=== Source records ===

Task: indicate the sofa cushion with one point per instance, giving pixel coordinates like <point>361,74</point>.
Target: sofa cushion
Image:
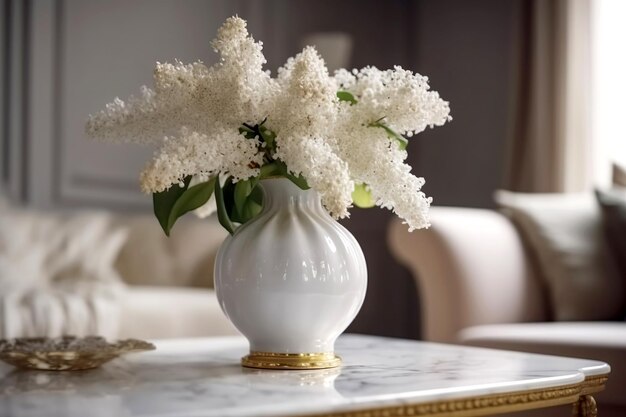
<point>563,234</point>
<point>169,312</point>
<point>185,258</point>
<point>604,341</point>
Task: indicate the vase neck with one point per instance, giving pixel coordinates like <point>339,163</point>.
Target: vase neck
<point>282,192</point>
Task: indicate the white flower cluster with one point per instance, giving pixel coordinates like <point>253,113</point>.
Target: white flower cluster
<point>332,143</point>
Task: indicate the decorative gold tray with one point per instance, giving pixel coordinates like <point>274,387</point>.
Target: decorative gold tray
<point>67,353</point>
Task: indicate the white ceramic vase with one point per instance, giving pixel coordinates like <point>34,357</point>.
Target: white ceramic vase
<point>291,280</point>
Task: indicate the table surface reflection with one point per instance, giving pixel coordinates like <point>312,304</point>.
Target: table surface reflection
<point>202,377</point>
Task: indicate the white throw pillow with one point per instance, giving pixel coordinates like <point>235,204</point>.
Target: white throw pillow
<point>563,233</point>
<point>57,274</point>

===

Exercise description =>
Write out all of the items above again, word for word, and leave the picture out.

Result of the task =>
Task: indicate the sofa cushion with one point per instance, giving pixel coordinates like <point>361,74</point>.
Target: sofa cushion
Image:
<point>563,234</point>
<point>169,312</point>
<point>185,258</point>
<point>604,341</point>
Task: indicate the vase neck with one point per instance, giving pixel coordinates like <point>339,163</point>.
Target: vase neck
<point>282,192</point>
Task: indicate the white flower cluster with one point per instance, giving pixel coordinates like <point>253,113</point>.
Target: white flower cluster
<point>332,143</point>
Task: indicate the decorative gold tray with one point per instance, giving pixel coordinates like <point>274,387</point>.
Target: decorative gold tray
<point>67,353</point>
Task: indicate the white ceramic vase with one point per instance, giving pixel coordinates like <point>34,357</point>.
Target: white ceramic vase
<point>291,280</point>
Task: indicate the table surface reflection with one point per instance, giving pixel coordinates like <point>312,304</point>.
Target: table surface reflection
<point>202,377</point>
Task: indicate the white throw pillow with one point per instance, giving pixel coordinates like <point>235,204</point>.
Target: white throw pillow
<point>563,233</point>
<point>57,274</point>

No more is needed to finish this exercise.